+++ Source document
We are getting WAY off target here. This is not a country bashing thread.

I wanted to get a feeling for what the world (our members) thinks about the future of the European Union. Will it succeed? Should it? Good intentions, but bad implementation? That sort of thing.


----------



## Phil Edwards (Jan 22, 2004)

I think that an organization along the lines of the EU is vital to Europe's success as a whole. The world is becoming so interdependent economically that the relatively small, area wise, European countries need to find some way to pool resources for their mutual benefit. Personally, I think it's a great concept, though I have little first-hand knowledge of the practical implementations of it. NAFTA was a good idea, but it didn't work out too well. 

Europe once had an overarching leadership outside of the states' rulers and it did amazing things to keep Europe together in some really hard times. If the member states can come up with a constitution that is acceptable by the majority of the people and if national sovereignty isn't compromised too much I think it's a great idea.


----------



## MiamiAG (Jan 13, 2004)

Phil,

Thanks. Personally, I feel the same way.
++++++
+++ Given material
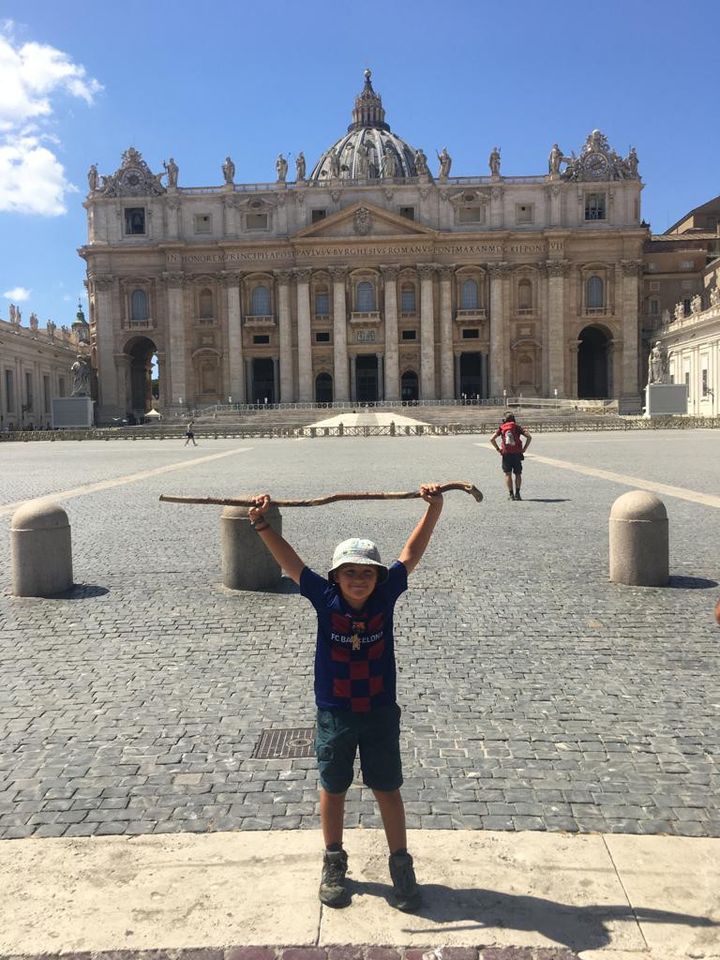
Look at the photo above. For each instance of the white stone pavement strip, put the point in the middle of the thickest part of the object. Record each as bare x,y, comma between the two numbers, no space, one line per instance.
668,490
87,488
650,898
++++++
> [Short exercise] In the forum thread about the European Union, condense the paragraph that begins "I think that an organization along the lines of the EU" into a short bulleted list that keeps its main points.

> [Full answer]
- An organization like the EU is vital to Europe's success as a whole.
- As the world grows more economically interdependent, Europe's relatively small countries need to pool resources for their mutual benefit.
- The writer thinks it is a great concept but has little first-hand knowledge of how it works in practice.
- NAFTA was a good idea but did not work out too well.